OBJECTIVE A: Change "zucchini" to "squash" in the entries, starting at the line that contains "of the glass" and ending with the last line of the entries, and give those lines back with nothing else changed.

EXTRACTED TEXT:
Because of the above, it is important for scientists to get involved in educating the public about the facts, and to fight back against the delegitimization of science and scientists in order to set the record straight. So to do my share, I started this blog and decided that it would cover several recurrent themes.
​

PictureSt. Augustine carving on a wooden door of the St. Vitus Cathedral in Prague, Czech Republic
One of the most important themes that I often bring up in my discussions of creationism and evolution or religion and science, is the need for science to temper beliefs, the need for beliefs in shaping the morals and ethics of scientists, and the need to keep these two areas separate from each other as per the concept of non-overlapping magisteria (to which I subscribe) proposed by the late Harvard paleontologist Stephen Jay Gould. This distinction led me to call my blog “Ratio Scientiae”. In the theology of the Christian philosopher, Saint Augustine, he identified two different but complementary types of reasoning, ratio sapientiae, and ratio scientiae. Ratio sapientiae dealt with knowledge of the divinity, whereas ratio scientiae dealt with knowledge of the physical world. Saint Augustine believed that the physical world displayed certain patterns and regularities that we could discover employing ratio scientiae, and I thought this described very well what would be the philosophy behind my blog.
 
Other examples of recurrent themes in my blog are:
 
1) The need to understand how the scientific method works, what scientific theories are, and how the process of science can generate facts as opposed to notions that are tentative and ephemeral.

(Records of labeled points)
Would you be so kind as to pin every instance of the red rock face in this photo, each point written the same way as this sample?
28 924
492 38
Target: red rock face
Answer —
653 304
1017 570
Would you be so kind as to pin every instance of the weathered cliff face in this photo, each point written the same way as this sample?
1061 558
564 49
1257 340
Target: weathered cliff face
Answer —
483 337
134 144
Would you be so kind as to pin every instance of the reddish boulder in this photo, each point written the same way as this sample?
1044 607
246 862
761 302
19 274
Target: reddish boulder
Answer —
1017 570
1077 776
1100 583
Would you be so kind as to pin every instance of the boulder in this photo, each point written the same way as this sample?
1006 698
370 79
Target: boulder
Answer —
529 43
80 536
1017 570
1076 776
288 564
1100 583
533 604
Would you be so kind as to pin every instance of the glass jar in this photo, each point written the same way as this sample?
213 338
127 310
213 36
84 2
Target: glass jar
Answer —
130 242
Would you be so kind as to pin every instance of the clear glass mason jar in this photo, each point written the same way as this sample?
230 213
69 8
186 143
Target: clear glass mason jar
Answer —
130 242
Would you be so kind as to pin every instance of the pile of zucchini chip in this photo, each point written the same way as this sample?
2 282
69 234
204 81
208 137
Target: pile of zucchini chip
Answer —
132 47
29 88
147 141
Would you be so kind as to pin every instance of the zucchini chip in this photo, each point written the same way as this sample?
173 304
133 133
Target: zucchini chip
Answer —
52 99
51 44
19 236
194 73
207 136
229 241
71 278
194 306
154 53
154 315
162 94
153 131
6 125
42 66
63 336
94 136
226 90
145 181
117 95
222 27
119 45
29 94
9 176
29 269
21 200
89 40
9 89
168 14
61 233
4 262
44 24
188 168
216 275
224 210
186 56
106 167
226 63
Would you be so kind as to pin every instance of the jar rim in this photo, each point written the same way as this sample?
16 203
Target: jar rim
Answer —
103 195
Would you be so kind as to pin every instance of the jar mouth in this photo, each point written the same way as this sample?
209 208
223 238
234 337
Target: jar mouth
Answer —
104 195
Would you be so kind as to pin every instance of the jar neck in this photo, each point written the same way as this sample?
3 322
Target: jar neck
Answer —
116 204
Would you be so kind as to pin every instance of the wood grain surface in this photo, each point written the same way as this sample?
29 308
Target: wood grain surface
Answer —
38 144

OBJECTIVE B: Quote the whole text about science and belief word for word.

CORRECT RESPONSE A:
Would you be so kind as to pin every instance of the glass jar in this photo, each point written the same way as this sample?
213 338
127 310
213 36
84 2
Target: glass jar
Answer —
130 242
Would you be so kind as to pin every instance of the clear glass mason jar in this photo, each point written the same way as this sample?
230 213
69 8
186 143
Target: clear glass mason jar
Answer —
130 242
Would you be so kind as to pin every instance of the pile of squash chip in this photo, each point written the same way as this sample?
2 282
69 234
204 81
208 137
Target: pile of squash chip
Answer —
132 47
29 88
147 141
Would you be so kind as to pin every instance of the squash chip in this photo, each point written the same way as this sample?
173 304
133 133
Target: squash chip
Answer —
52 99
51 44
19 236
194 73
207 136
229 241
71 278
194 306
154 53
154 315
162 94
153 131
6 125
42 66
63 336
94 136
226 90
145 181
117 95
222 27
119 45
29 94
9 176
29 269
21 200
89 40
9 89
168 14
61 233
4 262
44 24
188 168
216 275
224 210
186 56
106 167
226 63
Would you be so kind as to pin every instance of the jar rim in this photo, each point written the same way as this sample?
16 203
Target: jar rim
Answer —
103 195
Would you be so kind as to pin every instance of the jar mouth in this photo, each point written the same way as this sample?
209 208
223 238
234 337
Target: jar mouth
Answer —
104 195
Would you be so kind as to pin every instance of the jar neck in this photo, each point written the same way as this sample?
3 322
Target: jar neck
Answer —
116 204
Would you be so kind as to pin every instance of the wood grain surface in this photo, each point written the same way as this sample?
29 308
Target: wood grain surface
Answer —
38 144

CORRECT RESPONSE B:
Because of the above, it is important for scientists to get involved in educating the public about the facts, and to fight back against the delegitimization of science and scientists in order to set the record straight. So to do my share, I started this blog and decided that it would cover several recurrent themes.
​

PictureSt. Augustine carving on a wooden door of the St. Vitus Cathedral in Prague, Czech Republic
One of the most important themes that I often bring up in my discussions of creationism and evolution or religion and science, is the need for science to temper beliefs, the need for beliefs in shaping the morals and ethics of scientists, and the need to keep these two areas separate from each other as per the concept of non-overlapping magisteria (to which I subscribe) proposed by the late Harvard paleontologist Stephen Jay Gould. This distinction led me to call my blog “Ratio Scientiae”. In the theology of the Christian philosopher, Saint Augustine, he identified two different but complementary types of reasoning, ratio sapientiae, and ratio scientiae. Ratio sapientiae dealt with knowledge of the divinity, whereas ratio scientiae dealt with knowledge of the physical world. Saint Augustine believed that the physical world displayed certain patterns and regularities that we could discover employing ratio scientiae, and I thought this described very well what would be the philosophy behind my blog.
 
Other examples of recurrent themes in my blog are:
 
1) The need to understand how the scientific method works, what scientific theories are, and how the process of science can generate facts as opposed to notions that are tentative and ephemeral.